_ESERCIZI DA SVOLGERE_
A) Modifica il passo dell'estratto che inizia con le parole "Piatto preferito di" e si ferma dopo "ceci e verdure.", scrivendo "pranzo" al posto di "colazione".
B) Per favore, trasforma in un elenco il paragrafo dell'estratto che comincia con «Il “ta’miyya”, ovvero», conservandone i fatti principali.

Piatto preferito di Helmut Schmidt: zuppa di piselli e speck.
Mousse fredda di piselli con caviale osetra, servita a una festa organizzata da Nicole Kidman durante il Festival di Cannes 2013.
Anna Oxa fa colazione con pasta o riso, lenticchie, ceci e verdure.
«Abbiamo giudicato che il pisello si deve lodare e biasimare: con la buccia è gonfiativo, e anche nocivo, tolta la buccia, i piselli sono anche molto buoni. La fava nutrisce il corpo, con la corteccia stringe il ventre, dissecca la flemma, grava lo stomaco e nuoce alla vista. Guardati dal mangiare fave: produce la podagra, purifica, costipa, appesantisce la testa, e gonfia. Il brodo dei legumi, specie dei ceci è buono, la sostanza è cattiva; il brodo dei legumi scioglie mentre la sostanza stringe: se entrambi si dànno prima, sembra che siano lassativi. Giova il brodo dei ceci di color rosso; tutti gli altri legumi siano accuratamente evitati). "Regimen Sanitatis flos medicinae salerni", traduzione e note di Andrea Sino, Libreria Antiquaria W. Casari - Testaferrata, Salerno 1979)
Il "ta’miyya", ovvero l’hamburger arabo vegetariano, spesso chiamato "felafel". Di origine egiziana, ha come ingrediente base le fave ("ful"), fondamentali per la cucina egiziana in piatti come il "ful midamis", sorta di minestra con l’aggiunta di riso corto e lenticchie. Per fare un felafel, una volta impastate le fave (frantumate e mischiate con prezzemolo, aglio, cipolle, coriandolo, aneto, peperoncino e menta) se ne fa una polpetta, la si ricopre di semi di sesamo e si fa dorare il tutto in olio bollente. Questo piatto, con piccole varianti, è diffuso in tutta l’area araba: in Medio Oriente, ad esempio si usa solo il prezzemolo con l’aggiunta di un po’ di pasta di ceci.

_DATI RACCOLTI_
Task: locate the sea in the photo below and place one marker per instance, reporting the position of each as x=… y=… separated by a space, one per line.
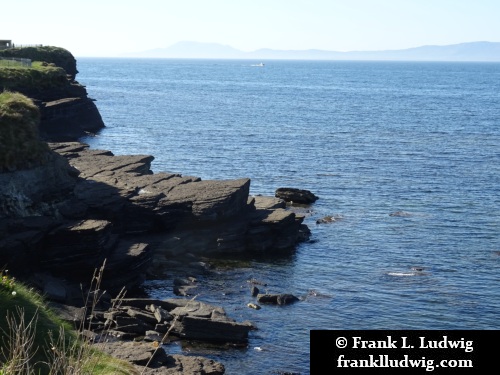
x=404 y=156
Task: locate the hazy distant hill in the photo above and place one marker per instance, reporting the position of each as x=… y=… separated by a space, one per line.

_SOLUZIONI DEGLI ESERCIZI_
A)
Piatto preferito di Helmut Schmidt: zuppa di piselli e speck.
Mousse fredda di piselli con caviale osetra, servita a una festa organizzata da Nicole Kidman durante il Festival di Cannes 2013.
Anna Oxa fa pranzo con pasta o riso, lenticchie, ceci e verdure.

B)
- Il ta’miyya, spesso chiamato felafel, è l'hamburger arabo vegetariano ed è di origine egiziana.
- Ha come ingrediente base le fave (ful), fondamentali per la cucina egiziana in piatti come il ful midamis, una sorta di minestra con riso corto e lenticchie.
- Le fave si frantumano e si mischiano con prezzemolo, aglio, cipolle, coriandolo, aneto, peperoncino e menta.
- Con l'impasto si fa una polpetta, che si ricopre di semi di sesamo e si fa dorare in olio bollente.
- Con piccole varianti il piatto è diffuso in tutta l'area araba. In Medio Oriente, ad esempio, si usa solo il prezzemolo e si aggiunge un po' di pasta di ceci.